Requirement - Rewrite the listing below as a Markdown table with the columns "Row" and "Listing line," from its first line through the line containing "[[241, 40], [213, 220]]", inclusive. Give each line its own numbered row and leave out any blank lines.

Input for this task -
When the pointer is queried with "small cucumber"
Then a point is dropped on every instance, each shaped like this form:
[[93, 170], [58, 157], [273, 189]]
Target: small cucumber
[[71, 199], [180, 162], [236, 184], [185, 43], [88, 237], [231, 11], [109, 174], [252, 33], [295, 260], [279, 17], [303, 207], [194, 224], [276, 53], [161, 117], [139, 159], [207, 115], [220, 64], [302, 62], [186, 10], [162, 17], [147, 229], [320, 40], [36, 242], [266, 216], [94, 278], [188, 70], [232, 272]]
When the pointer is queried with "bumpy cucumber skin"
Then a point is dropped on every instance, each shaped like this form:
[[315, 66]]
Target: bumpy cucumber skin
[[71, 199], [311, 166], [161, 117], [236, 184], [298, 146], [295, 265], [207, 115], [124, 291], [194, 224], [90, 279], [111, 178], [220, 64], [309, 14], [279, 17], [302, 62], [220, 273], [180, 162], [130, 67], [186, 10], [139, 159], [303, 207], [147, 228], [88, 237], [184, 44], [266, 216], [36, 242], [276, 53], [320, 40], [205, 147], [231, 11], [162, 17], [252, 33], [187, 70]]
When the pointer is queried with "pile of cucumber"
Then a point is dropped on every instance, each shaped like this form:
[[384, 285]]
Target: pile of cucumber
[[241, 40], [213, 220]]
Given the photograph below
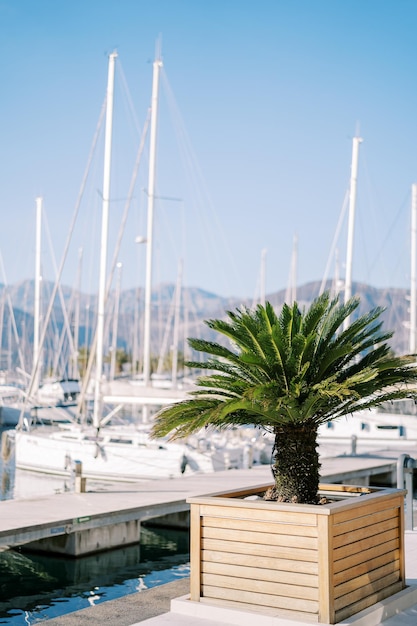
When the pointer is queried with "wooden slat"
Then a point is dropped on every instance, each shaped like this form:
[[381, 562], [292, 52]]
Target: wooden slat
[[359, 546], [365, 567], [260, 586], [260, 573], [261, 610], [350, 561], [368, 531], [364, 603], [362, 508], [369, 577], [366, 590], [260, 550], [262, 599], [272, 539], [259, 526], [195, 550], [356, 523], [268, 562], [350, 609], [325, 561], [401, 532], [261, 513]]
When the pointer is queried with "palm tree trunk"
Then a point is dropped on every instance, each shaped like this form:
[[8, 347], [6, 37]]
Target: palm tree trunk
[[296, 465]]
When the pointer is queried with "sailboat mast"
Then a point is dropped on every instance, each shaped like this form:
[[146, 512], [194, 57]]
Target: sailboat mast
[[104, 238], [413, 287], [37, 296], [351, 224], [149, 238]]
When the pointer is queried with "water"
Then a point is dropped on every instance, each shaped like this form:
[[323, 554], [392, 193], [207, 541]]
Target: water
[[37, 587]]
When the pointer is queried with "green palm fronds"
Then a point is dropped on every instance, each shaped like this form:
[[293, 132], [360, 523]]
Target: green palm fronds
[[291, 368]]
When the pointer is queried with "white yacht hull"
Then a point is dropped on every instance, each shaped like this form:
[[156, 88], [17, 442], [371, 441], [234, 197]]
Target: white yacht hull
[[124, 455]]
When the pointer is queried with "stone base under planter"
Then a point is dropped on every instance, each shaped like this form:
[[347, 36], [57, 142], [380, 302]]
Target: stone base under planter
[[372, 616]]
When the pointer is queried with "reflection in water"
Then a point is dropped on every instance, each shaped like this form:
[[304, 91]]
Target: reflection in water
[[36, 587]]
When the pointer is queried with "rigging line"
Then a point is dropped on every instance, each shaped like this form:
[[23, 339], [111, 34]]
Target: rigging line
[[90, 362], [61, 298], [11, 314], [334, 243], [66, 248], [199, 184], [390, 229]]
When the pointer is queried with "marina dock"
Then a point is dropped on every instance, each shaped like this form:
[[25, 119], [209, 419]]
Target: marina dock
[[81, 523]]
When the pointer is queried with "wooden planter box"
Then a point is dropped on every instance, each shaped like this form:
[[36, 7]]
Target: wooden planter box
[[321, 563]]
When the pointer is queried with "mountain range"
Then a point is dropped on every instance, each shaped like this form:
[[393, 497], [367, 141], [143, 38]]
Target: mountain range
[[196, 305]]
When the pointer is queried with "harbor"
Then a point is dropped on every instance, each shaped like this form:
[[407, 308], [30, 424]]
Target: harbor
[[66, 514]]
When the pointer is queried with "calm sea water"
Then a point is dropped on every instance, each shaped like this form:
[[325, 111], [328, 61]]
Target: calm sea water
[[35, 587]]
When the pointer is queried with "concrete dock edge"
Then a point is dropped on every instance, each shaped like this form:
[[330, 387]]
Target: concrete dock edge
[[133, 608]]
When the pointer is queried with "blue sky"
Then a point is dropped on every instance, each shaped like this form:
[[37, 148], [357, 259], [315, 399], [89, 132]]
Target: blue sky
[[268, 96]]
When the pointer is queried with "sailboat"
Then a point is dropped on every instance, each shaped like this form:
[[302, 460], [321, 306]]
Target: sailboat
[[122, 452], [393, 423]]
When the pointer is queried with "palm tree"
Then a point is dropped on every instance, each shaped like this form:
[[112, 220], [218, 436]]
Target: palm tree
[[289, 374]]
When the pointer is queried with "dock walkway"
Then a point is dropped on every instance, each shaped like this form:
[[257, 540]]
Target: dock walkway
[[33, 519]]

Result below -
| Row | Listing line |
|---|---|
| 1 | When the pointer is queried with "small cucumber" |
| 2 | Then a point is dropped on every instance, each shaped like this form: |
| 3 | [[93, 170], [58, 157], [273, 189]] |
| 4 | Target: small cucumber |
| 5 | [[71, 199], [180, 162], [236, 184], [185, 43], [88, 237], [231, 11], [109, 174], [252, 33], [295, 260], [279, 17], [303, 207], [194, 224], [276, 53], [161, 117], [139, 159], [207, 115], [220, 64], [302, 62], [186, 10], [162, 17], [147, 229], [320, 40], [36, 242], [266, 216], [94, 278], [188, 70], [232, 272]] |
| 6 | When the pointer is queried with "bumpy cucumber skin" |
| 7 | Then a point is dropped on every instance, each shaped like this form: |
| 8 | [[315, 66]] |
| 9 | Target: bumpy cucumber skin |
| 10 | [[71, 199], [311, 166], [161, 117], [236, 184], [298, 146], [295, 265], [207, 115], [124, 291], [194, 224], [90, 279], [111, 178], [220, 64], [309, 14], [279, 17], [302, 62], [220, 273], [180, 162], [130, 67], [186, 10], [139, 159], [303, 207], [147, 228], [88, 237], [184, 44], [266, 216], [36, 242], [276, 53], [320, 40], [205, 147], [231, 11], [162, 17], [252, 33], [187, 70]] |
| 11 | When the pointer is queried with "pile of cucumber" |
| 12 | Then a point is dropped on every instance, each shaped like this form: |
| 13 | [[384, 285]] |
| 14 | Target: pile of cucumber |
| 15 | [[241, 40], [213, 220]] |